Prompt 1 => In the acorn squash thread, what dish was the poster planning to serve with the squash?

# ISO baked acorn squash recipe that isn't sweet?



## magnoliasouth (Jul 27, 2010)

I'm having such trouble! I managed to get some acorn squash on sale at a local farmer's market and I have such picky eaters in this house that it's quickly turning into a nightmare. I thought this would be a nice change, until they hated the baked acorn squash I made the other day with brown sugar. I refuse to throw out the remaining uncooked squash and surely there is another way?

The problem is that they don't like sweet vegetables like sweet potatoes (I make a fantastic sweet potato casserole that has brown sugar and cinnamon and while most love it, they don't). They don't like any kind of vegetable with sugar/syrup or anything like that. 

The only things I can find are soups, but that is out of the question because they don't care for soup either. 

Does anyone have a good recipe - with standard ingredients - that is _not _sweet? 

While I'm on the subject, would a baked lemon pepper tilapia dish go okay with it? That is what I was planning.

Exercise inputs =>

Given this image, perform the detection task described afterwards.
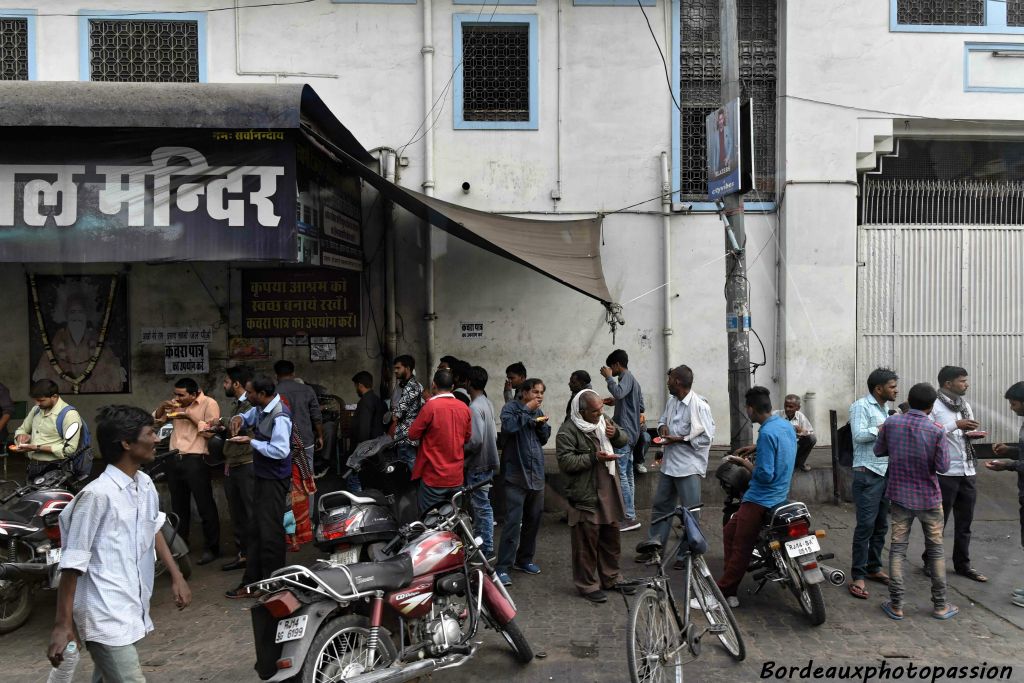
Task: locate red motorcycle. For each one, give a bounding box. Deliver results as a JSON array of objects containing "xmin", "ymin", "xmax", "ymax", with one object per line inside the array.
[{"xmin": 250, "ymin": 482, "xmax": 534, "ymax": 683}]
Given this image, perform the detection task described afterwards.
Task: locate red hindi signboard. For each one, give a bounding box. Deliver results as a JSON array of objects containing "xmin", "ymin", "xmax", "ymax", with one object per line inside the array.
[{"xmin": 242, "ymin": 268, "xmax": 362, "ymax": 337}]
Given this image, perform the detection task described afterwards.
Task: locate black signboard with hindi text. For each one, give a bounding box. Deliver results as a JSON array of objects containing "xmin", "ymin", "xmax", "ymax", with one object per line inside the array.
[{"xmin": 242, "ymin": 268, "xmax": 362, "ymax": 337}]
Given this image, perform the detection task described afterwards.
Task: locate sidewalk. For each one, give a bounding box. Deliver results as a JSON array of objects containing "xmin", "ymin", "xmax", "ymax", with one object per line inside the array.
[{"xmin": 0, "ymin": 464, "xmax": 1024, "ymax": 683}]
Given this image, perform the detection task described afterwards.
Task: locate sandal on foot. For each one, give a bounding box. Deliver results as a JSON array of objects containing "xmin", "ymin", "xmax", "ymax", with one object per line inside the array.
[
  {"xmin": 956, "ymin": 567, "xmax": 988, "ymax": 584},
  {"xmin": 882, "ymin": 601, "xmax": 905, "ymax": 622},
  {"xmin": 848, "ymin": 584, "xmax": 870, "ymax": 600}
]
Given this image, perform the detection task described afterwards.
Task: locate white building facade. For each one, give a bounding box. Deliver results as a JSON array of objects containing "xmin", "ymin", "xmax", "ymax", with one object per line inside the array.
[{"xmin": 0, "ymin": 0, "xmax": 1024, "ymax": 442}]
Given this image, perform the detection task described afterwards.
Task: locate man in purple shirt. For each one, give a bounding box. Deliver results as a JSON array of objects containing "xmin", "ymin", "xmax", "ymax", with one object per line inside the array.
[{"xmin": 874, "ymin": 384, "xmax": 959, "ymax": 621}]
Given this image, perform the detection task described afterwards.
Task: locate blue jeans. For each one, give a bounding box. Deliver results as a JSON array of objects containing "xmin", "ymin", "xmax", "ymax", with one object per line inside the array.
[
  {"xmin": 85, "ymin": 642, "xmax": 145, "ymax": 683},
  {"xmin": 648, "ymin": 472, "xmax": 702, "ymax": 559},
  {"xmin": 615, "ymin": 443, "xmax": 637, "ymax": 519},
  {"xmin": 496, "ymin": 481, "xmax": 544, "ymax": 573},
  {"xmin": 850, "ymin": 470, "xmax": 889, "ymax": 581},
  {"xmin": 466, "ymin": 471, "xmax": 495, "ymax": 557}
]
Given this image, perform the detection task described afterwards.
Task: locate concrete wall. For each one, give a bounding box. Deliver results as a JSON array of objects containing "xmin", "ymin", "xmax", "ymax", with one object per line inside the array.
[{"xmin": 0, "ymin": 0, "xmax": 1024, "ymax": 442}]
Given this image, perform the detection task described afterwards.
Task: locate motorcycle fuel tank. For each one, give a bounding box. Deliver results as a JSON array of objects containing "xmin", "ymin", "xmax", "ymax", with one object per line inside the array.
[{"xmin": 402, "ymin": 531, "xmax": 466, "ymax": 577}]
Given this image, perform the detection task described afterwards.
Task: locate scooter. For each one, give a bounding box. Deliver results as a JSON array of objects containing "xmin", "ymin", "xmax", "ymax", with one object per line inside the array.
[
  {"xmin": 249, "ymin": 481, "xmax": 534, "ymax": 683},
  {"xmin": 313, "ymin": 436, "xmax": 418, "ymax": 564}
]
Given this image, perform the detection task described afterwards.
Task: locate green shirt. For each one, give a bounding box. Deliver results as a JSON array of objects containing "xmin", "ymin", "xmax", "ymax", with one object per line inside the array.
[{"xmin": 14, "ymin": 398, "xmax": 82, "ymax": 462}]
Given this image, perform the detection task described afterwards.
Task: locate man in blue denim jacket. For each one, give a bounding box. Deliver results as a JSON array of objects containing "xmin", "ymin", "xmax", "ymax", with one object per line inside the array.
[{"xmin": 849, "ymin": 368, "xmax": 899, "ymax": 599}]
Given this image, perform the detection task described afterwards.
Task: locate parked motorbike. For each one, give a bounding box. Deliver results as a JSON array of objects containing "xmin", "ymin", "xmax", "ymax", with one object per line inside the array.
[
  {"xmin": 748, "ymin": 502, "xmax": 846, "ymax": 626},
  {"xmin": 313, "ymin": 436, "xmax": 418, "ymax": 564},
  {"xmin": 250, "ymin": 475, "xmax": 534, "ymax": 683},
  {"xmin": 715, "ymin": 462, "xmax": 846, "ymax": 626}
]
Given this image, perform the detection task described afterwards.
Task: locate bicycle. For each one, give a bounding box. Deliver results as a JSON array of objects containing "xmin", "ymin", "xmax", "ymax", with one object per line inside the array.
[{"xmin": 627, "ymin": 506, "xmax": 746, "ymax": 683}]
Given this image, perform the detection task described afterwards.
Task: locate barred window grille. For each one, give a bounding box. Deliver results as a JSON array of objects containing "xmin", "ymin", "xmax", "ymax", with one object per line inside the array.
[
  {"xmin": 89, "ymin": 19, "xmax": 199, "ymax": 83},
  {"xmin": 1007, "ymin": 0, "xmax": 1024, "ymax": 26},
  {"xmin": 462, "ymin": 24, "xmax": 529, "ymax": 121},
  {"xmin": 0, "ymin": 16, "xmax": 29, "ymax": 81},
  {"xmin": 896, "ymin": 0, "xmax": 985, "ymax": 26},
  {"xmin": 679, "ymin": 0, "xmax": 778, "ymax": 202}
]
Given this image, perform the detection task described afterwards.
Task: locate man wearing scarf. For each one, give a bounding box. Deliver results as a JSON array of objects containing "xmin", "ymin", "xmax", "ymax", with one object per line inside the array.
[
  {"xmin": 555, "ymin": 389, "xmax": 635, "ymax": 602},
  {"xmin": 925, "ymin": 366, "xmax": 988, "ymax": 583}
]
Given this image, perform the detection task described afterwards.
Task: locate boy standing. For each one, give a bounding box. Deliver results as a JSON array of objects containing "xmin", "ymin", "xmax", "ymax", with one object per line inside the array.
[{"xmin": 47, "ymin": 405, "xmax": 191, "ymax": 683}]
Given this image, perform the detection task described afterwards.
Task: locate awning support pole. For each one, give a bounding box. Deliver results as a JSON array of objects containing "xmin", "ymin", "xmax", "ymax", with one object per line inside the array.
[{"xmin": 420, "ymin": 0, "xmax": 437, "ymax": 370}]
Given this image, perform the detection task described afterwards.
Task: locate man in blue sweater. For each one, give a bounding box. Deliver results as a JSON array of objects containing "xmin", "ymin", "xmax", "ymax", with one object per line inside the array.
[{"xmin": 718, "ymin": 387, "xmax": 797, "ymax": 607}]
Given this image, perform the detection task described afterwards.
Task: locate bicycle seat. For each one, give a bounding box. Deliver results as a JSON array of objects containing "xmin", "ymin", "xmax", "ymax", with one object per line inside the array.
[{"xmin": 637, "ymin": 540, "xmax": 662, "ymax": 555}]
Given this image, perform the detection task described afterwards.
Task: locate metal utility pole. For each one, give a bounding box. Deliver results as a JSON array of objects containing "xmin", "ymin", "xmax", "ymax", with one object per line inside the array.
[{"xmin": 719, "ymin": 0, "xmax": 754, "ymax": 450}]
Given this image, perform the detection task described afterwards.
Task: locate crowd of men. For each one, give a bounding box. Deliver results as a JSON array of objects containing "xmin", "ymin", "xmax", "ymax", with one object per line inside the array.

Prompt 2 => Pull out every line of the entries above that contains the word "jeans".

Written response 1 => A baked lemon pepper tilapia dish.

Written response 2 =>
Task: locate blue jeans. For each one, give a bounding box. Deliver results as a JSON array of objects containing "xmin", "ymin", "xmax", "ymax", with one object per line inside the array.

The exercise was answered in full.